## [Görev 1]
Dışişleri bütçesine ilişkin komisyon konuşmasının açılışında selamlanan kişi ve grupları, metindeki sırayla yazınız.
## [Görev 2]
Dışişleri bütçesine ilişkin komisyon konuşmasını kaldığı yerden sürdürünüz.

KOMİSYON KONUŞMASI

SEVİLAY ÇELENK (Diyarbakır) - Sayın Başkan, Sayın Bakan, değerli milletvekilleri, değerli bürokratlar; ben de sizleri saygıyla selamlayarak başlamak istiyorum.

Dışişleri Bakanlığı bütçesi öncelikle nasıl bir dış politika anlayışında yatırım yapıldığı açısından değerlendirilmelidir diye düşünüyorum. 2026 bütçe sunumunda dış politika bu bağlamda sadece bir kez ve kısacık geçiyor, temel öncelik olarak da caydırıcı küresel güç olmaya ve savunma kapasitesini artırmaya vurgu yapılıyor. Buna da "millî çıkar" deniyor. Oysa bu büyük savunma harcamaları dünyaya ölüm ve yıkımdan başka bir şey getirmedi, getirmiyor. Otoriter sağ iktidarların savaş endüstrisiyle birlikte tüm dünyaya vaat ettiği acıdan başka bir şey değil. Dünyanın âdeta canı yanıyor. Somali asıllı İngiltere vatandaşı Şair Warsan Shire bir şiirinde bunu çok güzel ifade eder, biraz Komisyonun havası değişsin, bu güzel ve kısa şiiri okumak isterim:

"O gece geç vakitte kucağıma bir atlas aldım.

Parmaklarımı dünyanın üzerinde gezdirdim ve fısıldadım neren acıyor?

Dünya cevap verdi: Her yerim, her yerim!"

## [Kayıt Alıntıları]
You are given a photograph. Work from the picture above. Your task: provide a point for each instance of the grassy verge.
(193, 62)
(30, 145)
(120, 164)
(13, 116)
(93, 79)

## [Doğru Yanıt 1]
Sayın Başkan, Sayın Bakan, değerli milletvekilleri, değerli bürokratlar

## [Doğru Yanıt 2]
Türkiye'nin dış politika anlayışı bu acıya şifa getirmiyor, bölgesel sorunları da derinleştiriyor. Bugün, dış politikayı savunma sanayisi ve silah ticaretinin çıkarları şekillendiriyor. Maalesef, bu aynı zamanda bir küresel eğilim. Nitekim, geçtiğimiz ay sonunda İngiltere Başbakanı ve Almanya Şansölyesinin Türkiye ziyaretleri özellikle İngiltere'yle yapılan Eurofighter anlaşması da bunun göstergesi. Avrupa'nın önde gelen ülkeleri zaten Türkiye'yle ilişkilerinde mülteci krizi sonrası demokratik öncelikleri bir yana bırakarak göç kontrolüne ve Rusya'nın Ukrayna'yı işgaliyle birlikte de giderek daha çok savunma iş birliğine odaklanmış durumda. Sözünü ettiğim Eurofighter anlaşması gibi alışverişler esasen hiçbir acil ve somut askerî ihtiyaca tekabül etmiyor, zaten teslimat için yıllar sonrası öngörülüyor ancak iç politikada elverişli bir propaganda malzemesi bunlar. İngiltere Başbakanı bu satışın ülkesinde 20 bin kişiye istihdam imkanı yaratacağıyla övünüyor. Türkiye ise bunun millî güç anlatısı olarak sunuyor. Türkiye'nin Rusya'dan S-400 alması nedeniyle maruz kaldığı CAATSA yaptırımlarından kurtulma, F-35 programına geri dönme çabası etrafındaki pazarlıklar, dış politikamızın barış diplomasisi üzerine değil siyasi iktidarın çıkar ve öncelikleri üzerinde kurulu olduğunu gösteriyor. Bu dengeleri savaş endüstrisinin ihtiyaçları yönetiyor.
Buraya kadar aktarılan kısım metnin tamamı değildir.